=== Directions ===
• A. In the excerpt about John's childhood, which university department did Mimi target when choosing male lodgers?
• B. Name every person the excerpt about John's childhood mentions by name.
• C. Please pick up the excerpt about John's childhood after its final sentence and carry it on.

━━ Source document ━━

The important term of reference here from John is ‘most mothers’. This could be a subconscious term intended to deflect directly from Mimi and couch the cry for help and understanding by denial of the emotional distress he was going through.
Child psychologist Alice Miller’s research showed that
repressed pain blocks emotional life and leads to physical symptoms. And the worst thing is that, although the feelings of the abused child have been at the point of origin, that is, in the presence of those who caused the pain, they find their voice when the battered child has children of his own. 14
John’s confused childhood entered a new phase when, at the age of 10, he had to live with total strangers. These strangers were Mimi’s lodgers – local university students who rented out the spare rooms at Mendips. Mimi moved her and George’s bedroom into the downstairs living room, which left John upstairs in his box room flanked by a yearly change of students. An interview for the Liverpool Echo by one of Mimi’s old lodgers revealed that she ‘targeted’ male students from the Veterinary Department of the university. This particular department was chosen so that free, professional pet care could be doled out to her three cats and John’s dog, Sally. Not only were the students expected to provide free pet care but they had to endure ‘greasy breakfasts, sometimes with cat hairs floating in them’. 15Julia Baird remembers the young John being taught ‘The Dirty Alphabet’ by one of these student lodgers which entailed ‘A is for Arse, B is for …’ Well, you get the idea. What other introductions made towards the adult world of sex by this conveyor belt of students is anyone’s guess. In Hunter Davies’ authorised biography, The Beatles , he reveals nothing at all of John having an annual round of new faces to share his home with. There was certainly no mention of one of the very early students from Yorkshire, Michael Fishwick, a student of biochemistry who would later return to Mendips while completing his PhD.

━━━
━━ Given data ━━

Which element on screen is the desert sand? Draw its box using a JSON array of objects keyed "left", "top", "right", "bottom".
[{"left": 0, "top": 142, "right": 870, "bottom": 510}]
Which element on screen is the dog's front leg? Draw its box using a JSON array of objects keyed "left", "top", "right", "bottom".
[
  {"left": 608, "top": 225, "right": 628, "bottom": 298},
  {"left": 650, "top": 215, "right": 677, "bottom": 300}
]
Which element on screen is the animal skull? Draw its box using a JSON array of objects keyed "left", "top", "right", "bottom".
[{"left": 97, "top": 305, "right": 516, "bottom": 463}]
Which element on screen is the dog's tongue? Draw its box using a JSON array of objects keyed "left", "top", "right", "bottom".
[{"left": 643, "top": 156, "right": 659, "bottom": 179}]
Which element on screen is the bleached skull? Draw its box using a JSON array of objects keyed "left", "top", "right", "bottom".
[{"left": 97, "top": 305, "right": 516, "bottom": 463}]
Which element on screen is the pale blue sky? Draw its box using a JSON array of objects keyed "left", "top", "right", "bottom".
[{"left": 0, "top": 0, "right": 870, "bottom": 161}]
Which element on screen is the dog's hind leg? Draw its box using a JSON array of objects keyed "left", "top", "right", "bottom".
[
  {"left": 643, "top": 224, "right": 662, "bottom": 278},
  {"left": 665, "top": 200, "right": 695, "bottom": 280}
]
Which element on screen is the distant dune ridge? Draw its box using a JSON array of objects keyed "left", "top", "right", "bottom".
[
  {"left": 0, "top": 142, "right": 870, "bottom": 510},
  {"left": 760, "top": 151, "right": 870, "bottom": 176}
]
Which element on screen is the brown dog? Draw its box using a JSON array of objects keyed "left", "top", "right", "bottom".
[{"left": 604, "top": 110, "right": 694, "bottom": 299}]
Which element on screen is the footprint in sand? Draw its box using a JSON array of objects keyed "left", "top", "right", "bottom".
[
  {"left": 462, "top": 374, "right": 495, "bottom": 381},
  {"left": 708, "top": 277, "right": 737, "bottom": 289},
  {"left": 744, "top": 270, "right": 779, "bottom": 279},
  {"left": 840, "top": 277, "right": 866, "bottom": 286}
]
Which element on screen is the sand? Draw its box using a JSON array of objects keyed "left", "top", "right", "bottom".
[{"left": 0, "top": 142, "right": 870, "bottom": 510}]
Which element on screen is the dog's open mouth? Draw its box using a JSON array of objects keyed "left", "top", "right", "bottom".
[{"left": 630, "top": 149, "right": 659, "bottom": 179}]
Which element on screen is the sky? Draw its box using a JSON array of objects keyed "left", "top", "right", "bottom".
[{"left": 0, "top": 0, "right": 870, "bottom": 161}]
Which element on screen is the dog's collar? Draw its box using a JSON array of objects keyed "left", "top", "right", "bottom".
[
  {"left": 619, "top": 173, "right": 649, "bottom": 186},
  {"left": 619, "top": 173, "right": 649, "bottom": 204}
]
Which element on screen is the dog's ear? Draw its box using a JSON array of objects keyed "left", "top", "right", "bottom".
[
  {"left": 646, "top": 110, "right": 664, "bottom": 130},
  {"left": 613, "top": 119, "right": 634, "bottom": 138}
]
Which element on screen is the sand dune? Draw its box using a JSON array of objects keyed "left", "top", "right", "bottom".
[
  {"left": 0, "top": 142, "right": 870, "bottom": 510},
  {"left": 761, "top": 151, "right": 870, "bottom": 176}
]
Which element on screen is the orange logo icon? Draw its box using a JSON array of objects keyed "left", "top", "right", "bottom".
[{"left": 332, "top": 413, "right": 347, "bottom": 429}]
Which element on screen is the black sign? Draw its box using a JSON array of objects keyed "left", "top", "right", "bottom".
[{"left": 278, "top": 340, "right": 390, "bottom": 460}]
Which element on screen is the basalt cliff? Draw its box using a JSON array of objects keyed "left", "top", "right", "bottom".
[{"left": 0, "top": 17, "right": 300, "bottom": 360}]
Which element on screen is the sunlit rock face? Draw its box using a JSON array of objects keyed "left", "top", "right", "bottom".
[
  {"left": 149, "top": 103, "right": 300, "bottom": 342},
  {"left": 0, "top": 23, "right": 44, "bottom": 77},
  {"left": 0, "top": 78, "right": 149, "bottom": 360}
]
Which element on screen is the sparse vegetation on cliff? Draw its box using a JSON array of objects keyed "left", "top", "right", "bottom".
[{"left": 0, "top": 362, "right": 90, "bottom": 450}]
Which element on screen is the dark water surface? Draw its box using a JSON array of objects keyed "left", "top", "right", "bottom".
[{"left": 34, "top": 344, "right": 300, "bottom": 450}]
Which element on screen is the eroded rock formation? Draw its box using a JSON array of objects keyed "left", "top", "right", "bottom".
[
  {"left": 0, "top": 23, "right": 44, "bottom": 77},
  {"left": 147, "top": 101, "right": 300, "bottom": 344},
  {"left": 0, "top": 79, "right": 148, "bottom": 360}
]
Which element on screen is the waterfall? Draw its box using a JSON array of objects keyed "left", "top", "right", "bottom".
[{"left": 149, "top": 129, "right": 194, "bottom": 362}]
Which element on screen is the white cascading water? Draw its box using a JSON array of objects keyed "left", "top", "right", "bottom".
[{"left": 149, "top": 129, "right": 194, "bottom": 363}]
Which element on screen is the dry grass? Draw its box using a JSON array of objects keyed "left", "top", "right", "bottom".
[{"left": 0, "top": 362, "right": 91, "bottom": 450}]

━━━

=== Set of answers ===
• A. The Veterinary Department.

• B. John, Mimi, Alice Miller, George, Julia Baird, Hunter Davies, Michael Fishwick

• C.
The introduction of these lodgers may have served Mimi well, providing additional monies and free pet care, but for John, beside the issues of his privacy and sheer uneasiness of the situation, he was constantly reminded by these young men of the educational path he was expected to take: O Levels, A Levels and then university, like many other pupils at Quarry Bank. The pressure of a grammar school education was compounded by the constant reminder at Mendips to apply and adapt to the homilies of ‘getting on’ in life by ‘building character’ and ‘a need to learn right from wrong’. Mimi never missed an opportunity to self-publicise herself as a caring mother substitute – ‘firm but fair’.
Mimi’s explanation for taking John with the aid of social workers from Julia centred on the ‘love’ she had for him the instant she saw him. This follows Mimi’s fairytale ‘mad dash through German bombs’. In her mind she had no competition in writing the history of John and Mendips. In all the interviews she gave, she never once mentions at any point spending time with John as a baby or toddler, not one word to the effect of buying baby John clothes, a pushchair or toys. Not one word of going on days out with toddler John or trips to the park or cinema, nothing .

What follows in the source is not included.